#### [Exercise description]
Transcribe the forum thread word for word, starting at "Spike's Bitches 38: Well, This" and ending at "inside. Caveat lector.".
[begin Given text]
Lorne: Take care of yourself and ah, make sure fluffy is getting enough love. Gunn: Did he have anything? Fred: No. And who's fluffy? Are you fluffy? Gunn: He called me fluffy? Fred: He said make sure…wait. You don't think he was referring to anything of mine that's fluffy, do you? Because that would just be inappropriate.

'Conviction (1)'


Spike's Bitches 38: Well, This Is Just...Neat.  

[NAFDA] Spike-centric discussion. Lusty, lewd (only occasionally crude), risqué (and frisqué), bawdy (Oh, lawdy!), flirty ('cuz we're purty), raunchy talk inside. Caveat lector.


Susan W. - Dec 19, 2007 1:19:41 pm PST #9152 of 10002
Good Trouble and Righteous Fights

Which number in the series was it for you when you were wee?

Six. The version that was being published in America when I first read it circa 1980 was TLTWATW, Prince Caspian, Dawn Treader, Silver Chair, Horse and His Boy, Magician's Nephew, Last Battle. Which I think is publication order.


Sean K - Dec 19, 2007 1:22:16 pm PST #9153 of 10002
You can't leave me to my own devices; my devices are Nap and Eat. -Zenkitty

GOOD NEWS, GC! So happy for you both.


Hil R. - Dec 19, 2007 1:23:04 pm PST #9154 of 10002
Sometimes I think I might just move up to Vermont, open a bookstore or a vegan restaurant. Adam Schlesinger, z''l

That sounds like the same order as the set I had, Susan. Circa 1990 or so. So far, I've read (in this order) TLTWATW, Prince Caspian, Dawn Treader, Magician's Nephew. I think that Silver Chair, Horse and His Boy, Last Battle seems like a reasonable order for the rest. Except that that only one I can find right now is Horse and His Boy.


Susan W. - Dec 19, 2007 1:24:37 pm PST #9155 of 10002
Good Trouble and Righteous Fights

Horse and His Boy was my favorite as a child because it had horsies and I identified with Aravis.
[end Given text]
[begin Dataset entries]
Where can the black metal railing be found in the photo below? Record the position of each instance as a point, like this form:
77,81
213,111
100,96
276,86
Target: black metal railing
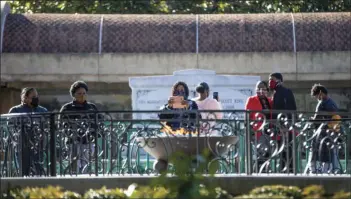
104,143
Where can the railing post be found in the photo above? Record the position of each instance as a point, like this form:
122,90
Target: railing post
52,145
22,150
96,128
248,155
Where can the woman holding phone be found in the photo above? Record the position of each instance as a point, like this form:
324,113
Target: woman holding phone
204,102
261,105
179,101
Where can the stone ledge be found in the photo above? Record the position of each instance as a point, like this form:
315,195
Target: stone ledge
235,184
316,66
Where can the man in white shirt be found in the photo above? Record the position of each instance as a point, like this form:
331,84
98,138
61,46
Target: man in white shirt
204,102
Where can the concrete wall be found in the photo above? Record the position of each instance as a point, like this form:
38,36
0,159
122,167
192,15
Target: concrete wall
117,96
333,65
234,184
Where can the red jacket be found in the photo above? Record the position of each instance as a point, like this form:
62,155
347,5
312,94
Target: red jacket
253,103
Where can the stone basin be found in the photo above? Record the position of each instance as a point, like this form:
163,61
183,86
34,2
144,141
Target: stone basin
162,148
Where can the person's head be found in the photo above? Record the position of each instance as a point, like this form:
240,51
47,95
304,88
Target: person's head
262,89
319,92
29,96
79,90
203,89
180,89
275,79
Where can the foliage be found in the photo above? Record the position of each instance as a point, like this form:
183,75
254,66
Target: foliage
278,190
40,193
188,182
135,191
342,195
313,191
177,6
104,193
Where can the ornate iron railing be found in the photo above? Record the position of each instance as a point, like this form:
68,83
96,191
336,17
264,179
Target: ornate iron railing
103,143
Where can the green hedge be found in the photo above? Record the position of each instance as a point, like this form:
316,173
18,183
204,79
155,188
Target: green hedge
189,184
135,191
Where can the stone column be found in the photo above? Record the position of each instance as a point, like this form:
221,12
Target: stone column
5,9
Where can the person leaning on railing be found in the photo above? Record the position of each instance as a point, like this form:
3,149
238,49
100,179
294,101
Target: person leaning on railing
72,115
283,100
324,158
204,102
180,119
261,107
29,104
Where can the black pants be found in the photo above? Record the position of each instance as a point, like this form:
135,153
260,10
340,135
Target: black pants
286,156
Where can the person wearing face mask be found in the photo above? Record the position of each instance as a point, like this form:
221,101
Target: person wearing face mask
322,158
283,100
73,114
30,104
204,102
180,119
263,105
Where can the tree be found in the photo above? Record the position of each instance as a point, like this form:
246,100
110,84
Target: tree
177,6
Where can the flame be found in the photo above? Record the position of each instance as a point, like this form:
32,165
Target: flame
182,131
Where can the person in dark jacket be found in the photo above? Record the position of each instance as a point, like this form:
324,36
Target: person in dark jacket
180,119
83,125
30,104
324,158
283,100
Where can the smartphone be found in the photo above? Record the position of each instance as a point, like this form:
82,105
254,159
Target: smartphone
215,95
177,101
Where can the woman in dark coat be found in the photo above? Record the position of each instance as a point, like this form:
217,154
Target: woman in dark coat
181,119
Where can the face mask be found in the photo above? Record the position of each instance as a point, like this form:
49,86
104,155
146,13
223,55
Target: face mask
81,99
35,102
179,93
261,92
272,84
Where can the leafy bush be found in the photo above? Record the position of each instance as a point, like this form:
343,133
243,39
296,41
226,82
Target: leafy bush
313,191
278,190
40,193
342,195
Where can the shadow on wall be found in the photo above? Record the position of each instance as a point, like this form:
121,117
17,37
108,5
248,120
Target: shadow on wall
55,105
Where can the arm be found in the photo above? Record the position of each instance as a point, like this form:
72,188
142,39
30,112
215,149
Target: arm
290,103
163,116
214,105
13,110
193,106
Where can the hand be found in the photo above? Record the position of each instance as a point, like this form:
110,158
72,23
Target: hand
185,103
170,102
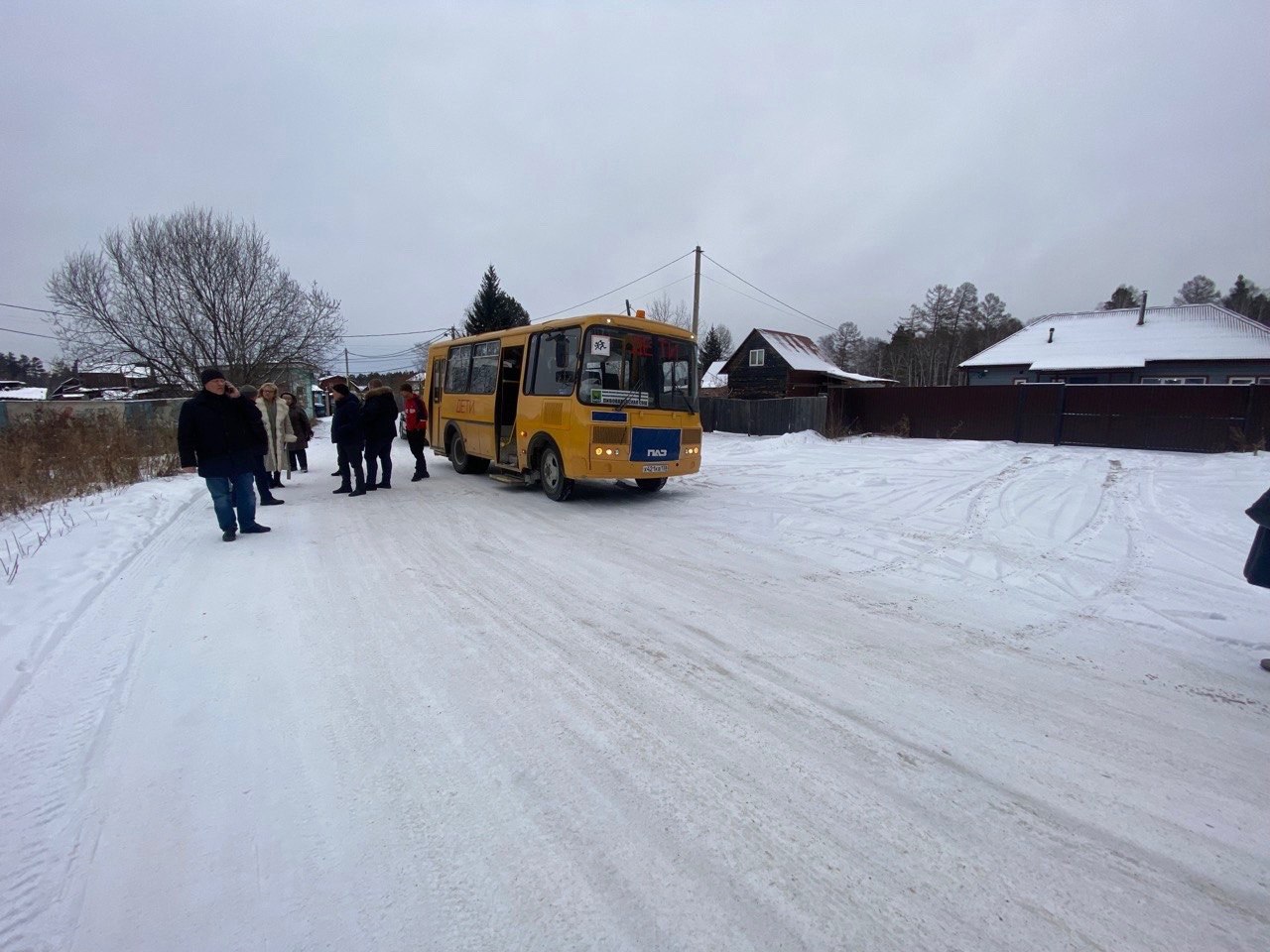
[end Dataset entries]
#### [Answer to the task]
Spike's Bitches 38: Well, This Is Just...Neat.  

[NAFDA] Spike-centric discussion. Lusty, lewd (only occasionally crude), risqué (and frisqué), bawdy (Oh, lawdy!), flirty ('cuz we're purty), raunchy talk inside. Caveat lector.